● WHAT TO DO
1 - Can you translate this sentence from the passage below on military fuel exposure limits into Spanish: "The NRC assigned the project to the Committee on Toxicology (COT), which convened the Subcommittee on Permissible Exposure Levels for Military Fuels."
2 - Answer these questions from the passage below on military fuel exposure limits:
(a) Whose recommended regulatory levels do the proposed interim exposure limits correspond with?
(b) Which three fuels did the Navy ask the National Research Council to review toxicological data on?
(c) To which committee did the NRC assign the project?
3 - Does each statement agree with the passage below on military fuel exposure limits? Answer yes or no, quoting the deciding words.
(a) The sealift ships will carry vehicles that already contain fuel.
(b) Several other federal standards exist for these fuels.
(c) The subcommittee's report is meant to help protect naval personnel from toxic exposure to fuel vapors.

● DOCUMENT EXTRACT
The strategic sealift ships will be used to transport fueled vehicles, thus eliminating fueling at docking and permitting deployment onto the field as soon as the vehicles are unloaded from the ship. Fueled armored tanks, tanker trucks, other trucks of various sizes, trailors, jeeps, and helicopters will be stored in the ship's cargo holds, transported, and taken off the ship. The proposed interim exposure limits for the military fuels correspond with the U.S. National Institute of Occupational Safety and Health's recommended regulatory levels for more-volatile petroleum distillates (NIOSH, 1976). No other federal standards exist for these fuels.
The Navy also requested that the National Research Council (NRC) review the toxicological data on JP-5, JP-8, and diesel fuel marine (DFM); determine if the Navy's proposed interim PELs and STELs for the three fuels are appropriate; and, if necessary, propose revisions of the PELs and STELs.
The NRC assigned the project to the Committee on Toxicology (COT), which convened the Subcommittee on Permissible Exposure Levels for Military Fuels. The subcommittee reviewed the toxicity data and assessed the adequacy of the Navy's interim PELs and STELs for the three fuels. The report of the subcommittee is intended to aid the Navy in finalizing exposure limits for JP-5, JP-8, and DFM to protect naval personnel from toxic exposures to vapors from these fuels.

● EXERCISE DATA
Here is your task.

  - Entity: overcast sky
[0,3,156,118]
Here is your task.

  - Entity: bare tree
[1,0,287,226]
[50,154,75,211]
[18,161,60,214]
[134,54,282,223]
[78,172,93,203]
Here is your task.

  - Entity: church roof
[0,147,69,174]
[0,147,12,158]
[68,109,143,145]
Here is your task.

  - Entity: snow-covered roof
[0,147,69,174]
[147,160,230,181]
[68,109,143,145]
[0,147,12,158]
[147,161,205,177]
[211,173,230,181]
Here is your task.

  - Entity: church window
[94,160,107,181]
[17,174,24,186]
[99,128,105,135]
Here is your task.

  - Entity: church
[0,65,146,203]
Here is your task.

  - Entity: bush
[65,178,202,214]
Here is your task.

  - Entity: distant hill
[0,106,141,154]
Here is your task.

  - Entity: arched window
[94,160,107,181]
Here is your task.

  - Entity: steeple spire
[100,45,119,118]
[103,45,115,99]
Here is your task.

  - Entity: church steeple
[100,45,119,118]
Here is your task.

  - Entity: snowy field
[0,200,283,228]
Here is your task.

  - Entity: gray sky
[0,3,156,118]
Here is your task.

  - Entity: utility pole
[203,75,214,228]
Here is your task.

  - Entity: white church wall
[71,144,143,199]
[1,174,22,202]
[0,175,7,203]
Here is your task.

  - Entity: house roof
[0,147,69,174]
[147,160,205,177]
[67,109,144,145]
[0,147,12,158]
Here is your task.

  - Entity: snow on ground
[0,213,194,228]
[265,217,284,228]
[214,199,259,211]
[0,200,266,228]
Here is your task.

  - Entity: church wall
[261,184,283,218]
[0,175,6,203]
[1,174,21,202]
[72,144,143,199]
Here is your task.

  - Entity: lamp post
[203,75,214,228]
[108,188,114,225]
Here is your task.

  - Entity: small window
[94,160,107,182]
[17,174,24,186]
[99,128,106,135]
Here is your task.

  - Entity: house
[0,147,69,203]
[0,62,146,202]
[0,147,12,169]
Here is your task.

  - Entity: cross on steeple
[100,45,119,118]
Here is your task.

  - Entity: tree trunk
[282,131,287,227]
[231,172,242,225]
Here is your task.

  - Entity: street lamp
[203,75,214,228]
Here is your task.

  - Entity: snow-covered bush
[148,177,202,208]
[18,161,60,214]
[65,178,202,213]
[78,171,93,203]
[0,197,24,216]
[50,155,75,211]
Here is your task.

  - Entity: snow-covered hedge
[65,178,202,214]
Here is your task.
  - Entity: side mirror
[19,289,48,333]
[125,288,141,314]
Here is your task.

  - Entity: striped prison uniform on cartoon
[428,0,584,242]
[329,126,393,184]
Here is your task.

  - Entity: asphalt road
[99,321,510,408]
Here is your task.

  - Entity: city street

● EXPECTED RESULTS
1 - El NRC asignó el proyecto al Comité de Toxicología (COT), que convocó al Subcomité de Niveles de Exposición Permisibles para Combustibles Militares.

2 -
(a) The U.S. National Institute of Occupational Safety and Health's recommended regulatory levels for more-volatile petroleum distillates.
(b) JP-5, JP-8, and diesel fuel marine (DFM).
(c) The Committee on Toxicology (COT).

3 -
(a) Yes: "The strategic sealift ships will be used to transport fueled vehicles"
(b) No: "No other federal standards exist for these fuels."
(c) Yes: "to protect naval personnel from toxic exposures to vapors from these fuels"